● Written exercise
Please count the lines of the data below that contain the string "bush" and give only the number. Treat uppercase and lowercase letters as different.

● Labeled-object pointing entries

______

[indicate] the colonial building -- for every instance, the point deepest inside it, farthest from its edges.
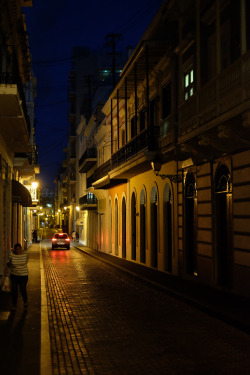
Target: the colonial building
(172, 173)
(18, 154)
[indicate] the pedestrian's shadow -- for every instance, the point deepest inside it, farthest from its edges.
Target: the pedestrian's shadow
(13, 347)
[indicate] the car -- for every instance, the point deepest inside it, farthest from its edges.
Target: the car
(60, 240)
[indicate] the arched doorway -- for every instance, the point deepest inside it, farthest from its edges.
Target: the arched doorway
(223, 224)
(133, 226)
(142, 227)
(167, 228)
(116, 227)
(110, 227)
(154, 227)
(124, 230)
(190, 225)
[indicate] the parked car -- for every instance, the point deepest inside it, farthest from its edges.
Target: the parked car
(60, 240)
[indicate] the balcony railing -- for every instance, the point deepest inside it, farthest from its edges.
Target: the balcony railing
(146, 140)
(90, 153)
(88, 199)
(223, 93)
(99, 173)
(87, 160)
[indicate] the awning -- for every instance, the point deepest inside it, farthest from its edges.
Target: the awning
(20, 194)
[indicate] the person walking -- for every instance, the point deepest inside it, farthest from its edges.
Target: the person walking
(17, 263)
(73, 236)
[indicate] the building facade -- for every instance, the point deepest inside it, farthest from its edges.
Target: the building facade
(18, 154)
(171, 176)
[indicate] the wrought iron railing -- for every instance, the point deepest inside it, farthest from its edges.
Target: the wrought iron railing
(10, 75)
(90, 153)
(146, 140)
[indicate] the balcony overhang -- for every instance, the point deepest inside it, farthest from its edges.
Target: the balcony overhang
(139, 164)
(13, 124)
(145, 57)
(107, 183)
(87, 164)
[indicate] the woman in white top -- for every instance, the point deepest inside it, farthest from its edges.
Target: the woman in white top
(17, 263)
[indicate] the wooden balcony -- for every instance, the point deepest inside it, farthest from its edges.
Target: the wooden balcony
(13, 113)
(128, 161)
(224, 97)
(88, 202)
(87, 160)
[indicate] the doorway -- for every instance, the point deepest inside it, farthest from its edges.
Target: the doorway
(223, 225)
(167, 228)
(154, 227)
(190, 225)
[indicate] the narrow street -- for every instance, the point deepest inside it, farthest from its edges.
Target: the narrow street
(103, 321)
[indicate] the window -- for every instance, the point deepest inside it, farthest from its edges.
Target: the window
(189, 83)
(142, 120)
(166, 100)
(153, 112)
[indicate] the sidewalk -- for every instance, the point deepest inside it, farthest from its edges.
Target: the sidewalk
(25, 345)
(20, 332)
(230, 308)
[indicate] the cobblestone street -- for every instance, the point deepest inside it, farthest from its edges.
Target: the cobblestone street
(103, 321)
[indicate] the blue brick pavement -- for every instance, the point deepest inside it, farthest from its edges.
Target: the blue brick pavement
(93, 335)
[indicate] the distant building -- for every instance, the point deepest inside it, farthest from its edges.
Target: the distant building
(18, 154)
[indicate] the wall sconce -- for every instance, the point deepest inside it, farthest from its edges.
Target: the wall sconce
(156, 166)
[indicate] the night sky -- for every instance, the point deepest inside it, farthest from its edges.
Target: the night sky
(54, 27)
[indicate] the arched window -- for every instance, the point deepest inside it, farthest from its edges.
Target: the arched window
(223, 220)
(190, 225)
(110, 226)
(142, 227)
(167, 228)
(124, 226)
(154, 227)
(116, 227)
(133, 226)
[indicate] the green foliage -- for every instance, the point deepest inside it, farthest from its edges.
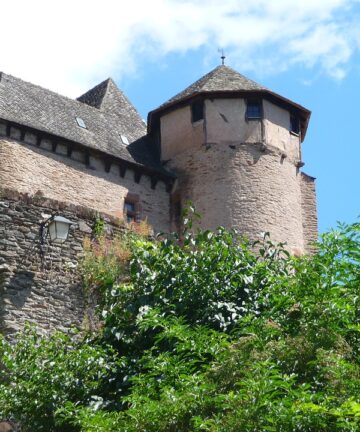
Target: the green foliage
(39, 375)
(99, 226)
(206, 334)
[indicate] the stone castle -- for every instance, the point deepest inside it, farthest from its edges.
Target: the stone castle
(227, 144)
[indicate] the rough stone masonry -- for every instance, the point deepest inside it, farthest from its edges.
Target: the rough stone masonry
(46, 291)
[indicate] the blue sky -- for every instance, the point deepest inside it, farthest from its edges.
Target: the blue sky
(308, 51)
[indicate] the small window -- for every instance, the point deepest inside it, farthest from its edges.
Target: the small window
(131, 208)
(294, 125)
(80, 122)
(253, 110)
(124, 139)
(197, 111)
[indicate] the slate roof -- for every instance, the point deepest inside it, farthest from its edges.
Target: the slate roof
(222, 78)
(106, 111)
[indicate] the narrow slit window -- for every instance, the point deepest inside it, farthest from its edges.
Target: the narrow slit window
(253, 110)
(294, 124)
(131, 208)
(197, 111)
(81, 122)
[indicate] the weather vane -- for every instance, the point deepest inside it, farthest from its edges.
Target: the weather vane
(222, 56)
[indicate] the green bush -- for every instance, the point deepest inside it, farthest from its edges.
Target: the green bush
(202, 334)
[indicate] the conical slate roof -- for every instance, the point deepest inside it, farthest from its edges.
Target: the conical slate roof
(224, 81)
(220, 79)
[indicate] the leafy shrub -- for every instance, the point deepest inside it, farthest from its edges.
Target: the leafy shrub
(206, 334)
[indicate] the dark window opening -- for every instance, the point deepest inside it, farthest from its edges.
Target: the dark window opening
(131, 209)
(253, 110)
(176, 209)
(294, 125)
(197, 111)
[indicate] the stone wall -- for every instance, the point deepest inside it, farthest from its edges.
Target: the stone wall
(244, 186)
(45, 291)
(31, 169)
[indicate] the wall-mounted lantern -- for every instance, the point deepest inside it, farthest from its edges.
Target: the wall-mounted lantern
(56, 227)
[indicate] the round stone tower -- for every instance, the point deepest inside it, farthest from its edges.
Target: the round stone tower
(236, 149)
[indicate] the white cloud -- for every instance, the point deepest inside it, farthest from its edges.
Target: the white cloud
(69, 45)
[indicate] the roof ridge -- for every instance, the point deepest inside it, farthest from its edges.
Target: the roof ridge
(5, 75)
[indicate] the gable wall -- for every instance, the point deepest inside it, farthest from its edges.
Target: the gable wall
(32, 170)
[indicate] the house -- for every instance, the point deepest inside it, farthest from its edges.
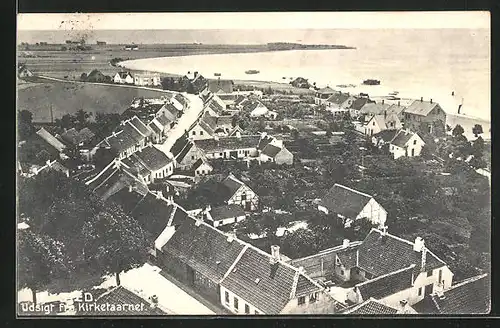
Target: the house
(220, 86)
(350, 205)
(470, 296)
(339, 102)
(234, 191)
(382, 122)
(150, 164)
(373, 306)
(131, 47)
(322, 95)
(128, 138)
(406, 143)
(201, 167)
(147, 79)
(23, 71)
(392, 269)
(236, 147)
(275, 154)
(425, 116)
(223, 215)
(123, 78)
(120, 301)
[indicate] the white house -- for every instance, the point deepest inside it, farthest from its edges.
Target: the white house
(145, 79)
(123, 78)
(350, 205)
(406, 143)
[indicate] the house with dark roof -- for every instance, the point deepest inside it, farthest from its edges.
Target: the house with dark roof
(349, 205)
(323, 94)
(220, 86)
(470, 296)
(382, 122)
(425, 116)
(406, 143)
(223, 215)
(123, 78)
(150, 164)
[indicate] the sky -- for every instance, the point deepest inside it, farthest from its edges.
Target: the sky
(276, 20)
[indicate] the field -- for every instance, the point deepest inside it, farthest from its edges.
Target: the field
(68, 97)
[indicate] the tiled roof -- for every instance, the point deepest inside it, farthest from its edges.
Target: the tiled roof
(471, 296)
(384, 286)
(152, 158)
(226, 211)
(422, 108)
(50, 139)
(203, 248)
(401, 138)
(266, 286)
(382, 255)
(358, 103)
(374, 108)
(227, 143)
(225, 86)
(345, 201)
(120, 296)
(271, 150)
(370, 306)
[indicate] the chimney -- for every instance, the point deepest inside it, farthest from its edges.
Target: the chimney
(275, 254)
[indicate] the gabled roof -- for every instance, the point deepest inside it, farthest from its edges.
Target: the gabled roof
(374, 108)
(380, 255)
(471, 296)
(389, 284)
(50, 139)
(205, 249)
(345, 201)
(226, 211)
(225, 86)
(119, 296)
(268, 287)
(370, 306)
(271, 150)
(402, 137)
(422, 108)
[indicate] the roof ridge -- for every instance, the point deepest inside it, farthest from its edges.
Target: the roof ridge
(411, 266)
(353, 190)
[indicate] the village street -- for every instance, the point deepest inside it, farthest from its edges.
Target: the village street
(191, 114)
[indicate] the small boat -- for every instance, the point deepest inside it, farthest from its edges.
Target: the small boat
(371, 82)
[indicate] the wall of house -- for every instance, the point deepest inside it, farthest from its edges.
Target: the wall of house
(374, 212)
(251, 198)
(241, 303)
(323, 304)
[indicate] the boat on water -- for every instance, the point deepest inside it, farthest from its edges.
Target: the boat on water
(371, 82)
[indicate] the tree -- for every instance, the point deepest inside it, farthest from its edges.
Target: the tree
(458, 130)
(25, 124)
(41, 259)
(477, 129)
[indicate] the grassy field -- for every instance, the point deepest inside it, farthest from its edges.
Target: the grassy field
(67, 97)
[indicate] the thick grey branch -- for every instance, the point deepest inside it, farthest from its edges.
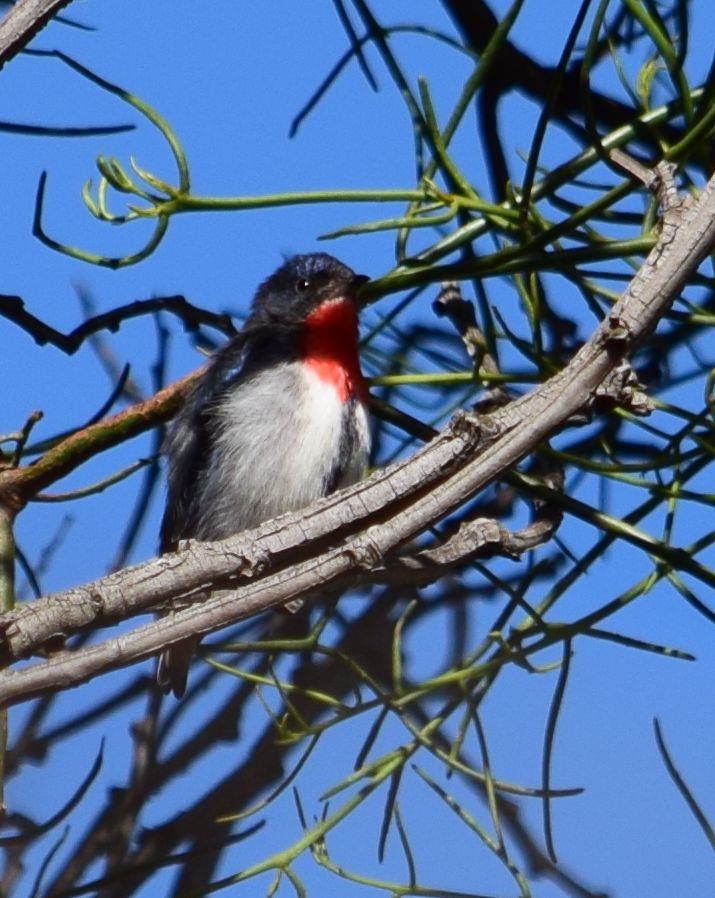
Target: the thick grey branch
(22, 22)
(334, 542)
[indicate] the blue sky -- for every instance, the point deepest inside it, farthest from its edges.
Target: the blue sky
(230, 86)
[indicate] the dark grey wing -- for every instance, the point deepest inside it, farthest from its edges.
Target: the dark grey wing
(187, 444)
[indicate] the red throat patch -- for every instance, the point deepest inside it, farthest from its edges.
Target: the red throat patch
(330, 348)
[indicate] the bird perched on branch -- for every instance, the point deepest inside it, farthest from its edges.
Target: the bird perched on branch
(277, 421)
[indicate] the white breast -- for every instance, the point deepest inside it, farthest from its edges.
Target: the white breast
(278, 445)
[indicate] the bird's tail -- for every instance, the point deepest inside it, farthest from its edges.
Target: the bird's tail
(173, 668)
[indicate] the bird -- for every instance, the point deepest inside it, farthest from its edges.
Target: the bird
(278, 419)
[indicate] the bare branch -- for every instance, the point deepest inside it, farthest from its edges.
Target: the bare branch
(333, 543)
(22, 23)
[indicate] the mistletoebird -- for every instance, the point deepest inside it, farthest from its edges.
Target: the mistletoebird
(278, 420)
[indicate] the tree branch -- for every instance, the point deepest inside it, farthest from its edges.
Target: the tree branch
(22, 22)
(335, 542)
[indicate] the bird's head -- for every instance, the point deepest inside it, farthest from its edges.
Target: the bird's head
(306, 285)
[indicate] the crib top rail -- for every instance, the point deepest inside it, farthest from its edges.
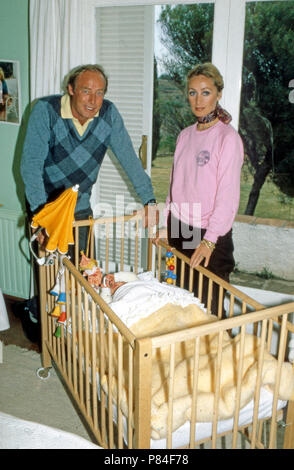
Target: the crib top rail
(272, 313)
(233, 290)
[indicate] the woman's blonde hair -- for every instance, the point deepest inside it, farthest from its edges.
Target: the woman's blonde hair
(208, 70)
(72, 76)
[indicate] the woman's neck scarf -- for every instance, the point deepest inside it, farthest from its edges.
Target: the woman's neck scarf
(219, 113)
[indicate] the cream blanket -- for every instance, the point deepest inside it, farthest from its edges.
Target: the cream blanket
(172, 318)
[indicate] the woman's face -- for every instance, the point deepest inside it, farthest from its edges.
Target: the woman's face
(203, 95)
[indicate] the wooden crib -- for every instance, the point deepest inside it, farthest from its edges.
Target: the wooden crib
(95, 344)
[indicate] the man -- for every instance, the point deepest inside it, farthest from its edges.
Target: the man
(67, 138)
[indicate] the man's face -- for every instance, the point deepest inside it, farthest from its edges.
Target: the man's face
(87, 95)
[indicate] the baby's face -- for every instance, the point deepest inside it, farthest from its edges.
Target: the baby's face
(110, 282)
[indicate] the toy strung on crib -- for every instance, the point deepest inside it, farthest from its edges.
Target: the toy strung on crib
(59, 311)
(170, 274)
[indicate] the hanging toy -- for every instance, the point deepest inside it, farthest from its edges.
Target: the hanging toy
(169, 274)
(58, 312)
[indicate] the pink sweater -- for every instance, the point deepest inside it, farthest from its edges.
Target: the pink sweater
(205, 179)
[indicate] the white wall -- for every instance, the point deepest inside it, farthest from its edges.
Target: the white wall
(264, 243)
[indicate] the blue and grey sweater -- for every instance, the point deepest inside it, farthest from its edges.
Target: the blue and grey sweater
(56, 157)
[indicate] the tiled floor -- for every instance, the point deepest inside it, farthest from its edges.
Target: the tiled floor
(15, 335)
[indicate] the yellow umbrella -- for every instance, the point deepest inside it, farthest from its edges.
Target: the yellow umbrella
(57, 219)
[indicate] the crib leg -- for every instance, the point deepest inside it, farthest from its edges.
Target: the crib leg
(289, 431)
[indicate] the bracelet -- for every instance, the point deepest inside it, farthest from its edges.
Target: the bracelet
(208, 244)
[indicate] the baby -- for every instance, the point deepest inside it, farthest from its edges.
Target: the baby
(109, 283)
(114, 281)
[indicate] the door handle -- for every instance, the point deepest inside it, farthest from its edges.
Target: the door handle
(143, 151)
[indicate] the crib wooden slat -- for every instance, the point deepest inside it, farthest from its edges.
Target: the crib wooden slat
(194, 391)
(68, 326)
(170, 396)
(210, 287)
(239, 386)
(94, 366)
(281, 358)
(110, 377)
(182, 274)
(80, 342)
(86, 352)
(74, 334)
(101, 373)
(130, 397)
(142, 392)
(122, 247)
(119, 392)
(217, 388)
(258, 381)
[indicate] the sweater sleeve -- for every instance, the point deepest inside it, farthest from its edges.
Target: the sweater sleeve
(35, 151)
(121, 145)
(228, 188)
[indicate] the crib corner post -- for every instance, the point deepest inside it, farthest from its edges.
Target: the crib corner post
(46, 358)
(142, 393)
(289, 431)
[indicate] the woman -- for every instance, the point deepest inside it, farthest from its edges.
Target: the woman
(204, 190)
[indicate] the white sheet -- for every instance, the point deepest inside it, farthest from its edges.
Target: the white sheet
(139, 299)
(181, 436)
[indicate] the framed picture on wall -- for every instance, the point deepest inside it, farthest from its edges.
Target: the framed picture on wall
(9, 92)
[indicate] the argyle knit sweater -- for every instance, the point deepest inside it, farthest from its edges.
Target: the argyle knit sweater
(55, 157)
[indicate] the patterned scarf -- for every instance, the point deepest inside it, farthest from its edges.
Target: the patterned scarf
(219, 113)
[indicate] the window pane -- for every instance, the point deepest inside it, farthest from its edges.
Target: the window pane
(266, 113)
(183, 38)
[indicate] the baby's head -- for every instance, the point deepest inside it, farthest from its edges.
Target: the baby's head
(114, 281)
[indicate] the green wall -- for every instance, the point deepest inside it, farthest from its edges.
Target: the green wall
(14, 45)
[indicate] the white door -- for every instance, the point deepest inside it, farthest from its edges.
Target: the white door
(124, 47)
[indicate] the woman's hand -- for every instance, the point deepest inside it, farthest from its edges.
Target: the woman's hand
(41, 238)
(202, 252)
(161, 234)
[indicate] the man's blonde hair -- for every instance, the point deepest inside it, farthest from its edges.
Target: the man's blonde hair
(208, 70)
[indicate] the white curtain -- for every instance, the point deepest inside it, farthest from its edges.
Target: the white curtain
(56, 43)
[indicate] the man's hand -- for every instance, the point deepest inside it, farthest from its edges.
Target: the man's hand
(151, 218)
(41, 238)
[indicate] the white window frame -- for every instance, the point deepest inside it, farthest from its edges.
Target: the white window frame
(227, 48)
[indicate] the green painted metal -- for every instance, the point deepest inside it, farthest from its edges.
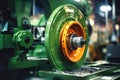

______

● Written solution
2